• Text provided:
BMW Sets Speed Records with Hydrogen fuelled V12

The VALVETRONIC variable valve timing on the 12 cylinder offered an ideal tool for controlling this demanding gas charge cycle. VALVETRONIC controls not only the duration of valve movement, but also the actual valve lift.

This effect is provided by an intermediate lever between the camshaft and the two intake valves on each cylinder infinitely modified in its position relative to the camshaft by an additional eccentric shaft operated by an electric motor.

Depending on the position of this eccentric shaft, the lever transforms the "hump" on the cams into a larger or smaller valve movement.

VALVETRONIC is based consistently on BMW's infinite camshaft adjustment process. Already well-known under its trade name VANOS, this system is an integral part of the VALVETRONIC concept. Incorporating a hydraulically controlled adjuster unit in the camshaft drive, VANOS modifies the beginning and end of the valve opening period, fully variable valve management serving to adjust the gas charge cycle in the 12 cylinder power unit perfectly to the requirements and characteristics of hydrogen drive.

With hydrogen being injected into the intake manifold as late as possible, the injection valves have to meet very demanding requirements. Hence, the valves are a trendsetting new development for BMW. And since gaseous hydrogen takes up a larger volume per unit of energy than liquid gasoline, the hydrogen injection valves are larger than conventional injection valve units.

• Dataset rows:
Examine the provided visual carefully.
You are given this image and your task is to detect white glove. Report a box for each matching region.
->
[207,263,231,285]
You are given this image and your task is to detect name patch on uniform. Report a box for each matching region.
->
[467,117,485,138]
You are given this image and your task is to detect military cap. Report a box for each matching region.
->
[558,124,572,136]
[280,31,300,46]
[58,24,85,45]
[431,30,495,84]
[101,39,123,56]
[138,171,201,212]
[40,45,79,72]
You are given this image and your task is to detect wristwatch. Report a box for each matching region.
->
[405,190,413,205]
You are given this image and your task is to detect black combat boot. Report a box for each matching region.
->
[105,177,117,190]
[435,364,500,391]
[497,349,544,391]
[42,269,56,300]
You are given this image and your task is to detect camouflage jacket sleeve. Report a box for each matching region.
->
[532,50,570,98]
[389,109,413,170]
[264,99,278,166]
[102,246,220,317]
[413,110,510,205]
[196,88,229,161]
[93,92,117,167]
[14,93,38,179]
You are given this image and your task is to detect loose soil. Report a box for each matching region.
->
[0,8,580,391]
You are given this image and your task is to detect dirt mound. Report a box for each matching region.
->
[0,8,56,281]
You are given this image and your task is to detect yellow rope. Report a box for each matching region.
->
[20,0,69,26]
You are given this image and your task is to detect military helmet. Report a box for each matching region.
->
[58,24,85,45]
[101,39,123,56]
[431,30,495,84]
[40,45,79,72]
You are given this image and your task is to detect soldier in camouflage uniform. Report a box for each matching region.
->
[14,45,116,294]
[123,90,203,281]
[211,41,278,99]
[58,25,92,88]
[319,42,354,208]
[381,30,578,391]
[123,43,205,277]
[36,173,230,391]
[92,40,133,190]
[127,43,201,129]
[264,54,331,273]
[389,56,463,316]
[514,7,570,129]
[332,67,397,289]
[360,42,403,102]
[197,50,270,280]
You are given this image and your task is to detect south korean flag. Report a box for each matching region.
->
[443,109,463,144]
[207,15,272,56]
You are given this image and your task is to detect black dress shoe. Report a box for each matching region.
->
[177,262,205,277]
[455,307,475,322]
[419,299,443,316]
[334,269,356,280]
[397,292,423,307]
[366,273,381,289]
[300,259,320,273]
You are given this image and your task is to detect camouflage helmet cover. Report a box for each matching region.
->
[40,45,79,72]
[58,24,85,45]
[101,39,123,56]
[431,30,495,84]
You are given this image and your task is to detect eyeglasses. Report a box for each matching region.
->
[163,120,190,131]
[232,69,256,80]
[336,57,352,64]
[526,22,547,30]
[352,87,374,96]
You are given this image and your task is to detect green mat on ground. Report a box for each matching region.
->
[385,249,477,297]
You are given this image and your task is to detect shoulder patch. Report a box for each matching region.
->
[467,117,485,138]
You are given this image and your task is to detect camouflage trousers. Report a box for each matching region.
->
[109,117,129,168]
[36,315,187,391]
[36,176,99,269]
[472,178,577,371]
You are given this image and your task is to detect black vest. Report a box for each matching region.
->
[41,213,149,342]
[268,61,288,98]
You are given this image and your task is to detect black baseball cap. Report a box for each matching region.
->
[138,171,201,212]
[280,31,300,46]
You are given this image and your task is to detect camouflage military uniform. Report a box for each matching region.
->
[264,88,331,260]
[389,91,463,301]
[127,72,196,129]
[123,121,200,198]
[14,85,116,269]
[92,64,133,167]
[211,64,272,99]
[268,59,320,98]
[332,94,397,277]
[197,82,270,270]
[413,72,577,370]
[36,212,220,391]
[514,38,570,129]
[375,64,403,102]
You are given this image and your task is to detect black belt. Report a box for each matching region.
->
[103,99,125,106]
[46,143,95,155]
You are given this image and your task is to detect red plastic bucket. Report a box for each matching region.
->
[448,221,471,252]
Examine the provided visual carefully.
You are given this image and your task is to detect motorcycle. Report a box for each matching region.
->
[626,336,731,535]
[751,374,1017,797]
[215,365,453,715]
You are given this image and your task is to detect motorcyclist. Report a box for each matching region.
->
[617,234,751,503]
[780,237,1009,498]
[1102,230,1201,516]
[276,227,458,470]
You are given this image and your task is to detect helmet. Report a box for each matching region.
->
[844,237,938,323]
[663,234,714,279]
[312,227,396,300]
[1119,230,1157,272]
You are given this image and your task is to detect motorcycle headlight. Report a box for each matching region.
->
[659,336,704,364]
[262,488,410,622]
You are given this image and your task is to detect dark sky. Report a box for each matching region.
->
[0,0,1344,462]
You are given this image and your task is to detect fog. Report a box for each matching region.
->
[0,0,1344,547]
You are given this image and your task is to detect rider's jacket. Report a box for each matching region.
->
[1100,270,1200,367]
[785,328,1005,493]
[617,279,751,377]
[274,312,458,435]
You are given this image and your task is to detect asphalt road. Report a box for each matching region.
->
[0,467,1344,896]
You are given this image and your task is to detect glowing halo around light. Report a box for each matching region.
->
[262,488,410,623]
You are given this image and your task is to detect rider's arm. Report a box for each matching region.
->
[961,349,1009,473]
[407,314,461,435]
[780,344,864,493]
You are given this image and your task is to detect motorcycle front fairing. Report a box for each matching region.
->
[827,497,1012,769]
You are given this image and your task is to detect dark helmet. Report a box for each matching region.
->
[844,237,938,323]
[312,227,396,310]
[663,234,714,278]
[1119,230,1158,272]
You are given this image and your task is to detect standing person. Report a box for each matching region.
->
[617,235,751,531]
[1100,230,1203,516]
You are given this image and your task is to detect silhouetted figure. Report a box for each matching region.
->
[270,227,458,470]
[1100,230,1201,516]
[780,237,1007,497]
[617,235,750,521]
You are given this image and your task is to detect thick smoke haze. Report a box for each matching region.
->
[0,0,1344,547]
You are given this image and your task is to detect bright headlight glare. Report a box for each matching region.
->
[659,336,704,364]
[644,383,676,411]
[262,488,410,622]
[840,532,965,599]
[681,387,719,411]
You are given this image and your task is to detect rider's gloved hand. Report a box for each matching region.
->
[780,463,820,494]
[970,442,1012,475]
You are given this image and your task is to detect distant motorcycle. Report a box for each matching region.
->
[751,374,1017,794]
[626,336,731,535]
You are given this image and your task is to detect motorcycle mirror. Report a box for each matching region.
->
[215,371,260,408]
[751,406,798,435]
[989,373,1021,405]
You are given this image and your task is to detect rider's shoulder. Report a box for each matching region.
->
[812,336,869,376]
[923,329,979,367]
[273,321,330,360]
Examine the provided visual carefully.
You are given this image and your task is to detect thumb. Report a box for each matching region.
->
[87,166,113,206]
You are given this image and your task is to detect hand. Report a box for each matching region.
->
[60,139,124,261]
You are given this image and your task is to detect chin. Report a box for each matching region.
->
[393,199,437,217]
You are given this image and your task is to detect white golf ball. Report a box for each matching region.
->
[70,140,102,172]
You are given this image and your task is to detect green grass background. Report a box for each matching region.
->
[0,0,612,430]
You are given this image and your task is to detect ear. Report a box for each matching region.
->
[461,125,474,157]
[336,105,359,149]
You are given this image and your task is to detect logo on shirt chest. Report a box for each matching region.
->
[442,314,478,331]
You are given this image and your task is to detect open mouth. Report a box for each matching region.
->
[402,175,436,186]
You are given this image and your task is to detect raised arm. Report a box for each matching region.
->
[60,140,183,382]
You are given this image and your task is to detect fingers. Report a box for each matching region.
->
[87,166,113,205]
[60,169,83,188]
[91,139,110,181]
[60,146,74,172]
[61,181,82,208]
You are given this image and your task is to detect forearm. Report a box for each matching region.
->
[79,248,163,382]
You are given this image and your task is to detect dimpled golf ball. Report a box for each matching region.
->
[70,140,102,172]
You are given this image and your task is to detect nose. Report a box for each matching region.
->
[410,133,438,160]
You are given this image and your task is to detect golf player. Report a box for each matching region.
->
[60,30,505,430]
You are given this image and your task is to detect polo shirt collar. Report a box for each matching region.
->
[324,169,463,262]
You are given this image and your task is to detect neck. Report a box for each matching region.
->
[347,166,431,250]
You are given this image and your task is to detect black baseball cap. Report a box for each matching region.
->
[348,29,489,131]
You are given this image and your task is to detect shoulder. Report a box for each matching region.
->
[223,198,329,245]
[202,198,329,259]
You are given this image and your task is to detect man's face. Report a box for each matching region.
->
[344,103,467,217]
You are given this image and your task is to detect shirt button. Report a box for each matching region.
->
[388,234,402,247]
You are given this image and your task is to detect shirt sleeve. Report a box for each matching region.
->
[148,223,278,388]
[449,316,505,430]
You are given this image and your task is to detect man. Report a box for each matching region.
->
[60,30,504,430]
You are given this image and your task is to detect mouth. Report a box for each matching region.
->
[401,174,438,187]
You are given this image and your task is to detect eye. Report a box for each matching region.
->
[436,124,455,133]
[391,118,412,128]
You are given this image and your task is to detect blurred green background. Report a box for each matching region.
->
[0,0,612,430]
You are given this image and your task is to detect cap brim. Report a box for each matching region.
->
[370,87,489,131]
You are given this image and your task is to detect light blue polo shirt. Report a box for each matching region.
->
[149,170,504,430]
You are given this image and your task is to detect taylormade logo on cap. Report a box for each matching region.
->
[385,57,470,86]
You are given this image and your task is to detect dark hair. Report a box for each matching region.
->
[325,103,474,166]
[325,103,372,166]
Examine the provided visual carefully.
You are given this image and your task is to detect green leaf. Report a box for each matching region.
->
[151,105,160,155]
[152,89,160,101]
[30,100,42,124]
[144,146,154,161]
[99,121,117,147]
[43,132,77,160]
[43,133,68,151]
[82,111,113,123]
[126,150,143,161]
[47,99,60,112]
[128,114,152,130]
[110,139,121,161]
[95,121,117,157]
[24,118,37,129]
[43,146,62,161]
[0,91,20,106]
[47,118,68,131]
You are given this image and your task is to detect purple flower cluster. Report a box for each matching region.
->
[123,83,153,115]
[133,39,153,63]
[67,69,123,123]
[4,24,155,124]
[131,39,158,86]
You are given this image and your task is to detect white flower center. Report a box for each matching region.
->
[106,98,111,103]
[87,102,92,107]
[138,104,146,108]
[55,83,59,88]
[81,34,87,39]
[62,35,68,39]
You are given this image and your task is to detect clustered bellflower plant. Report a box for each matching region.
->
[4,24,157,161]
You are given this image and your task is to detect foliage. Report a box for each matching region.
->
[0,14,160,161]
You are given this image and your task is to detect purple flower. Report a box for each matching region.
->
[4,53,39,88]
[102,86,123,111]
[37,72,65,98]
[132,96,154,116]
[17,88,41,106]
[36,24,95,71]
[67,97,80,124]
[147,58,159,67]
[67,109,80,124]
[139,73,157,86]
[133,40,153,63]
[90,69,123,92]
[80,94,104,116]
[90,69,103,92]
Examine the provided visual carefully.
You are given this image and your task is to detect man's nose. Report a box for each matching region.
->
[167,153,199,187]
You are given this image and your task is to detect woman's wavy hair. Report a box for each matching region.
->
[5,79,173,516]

• Work to be completed: Can you carry on the article about BMW's hydrogen-fueled V12 from its last sentence onward?

• Exercise output:
A further point is that the valves have to cover a far wider range of different features and requirements, operating under all kinds of system pressure levels and with injection periods ranging from very short to relatively long. One of the main objectives in developing the valves was to inject exactly the right amount of hydrogen required into the intake manifold within a very short time-frame at very high engine speeds and under full load.

Under full load the 12 cylinder power unit runs on a fuel/air mixture of lambda = 1. This is exactly the same mixture we also find on a state-of-the-art gasoline engine, the mixture which, in principle, offers the highest and most efficient power output in a combustion engine. Under part load - again a significant benefit offered by hydrogen - the engine runs efficiently in the lean burn mode with surplus air.

Under specific conditions, that is with a specific fuel/air mixture, the combustion of hydrogen leads to the generation of nitric oxides. This mixture "slot" starts slightly above lambda = 1 and extends to the range of lambda > 2.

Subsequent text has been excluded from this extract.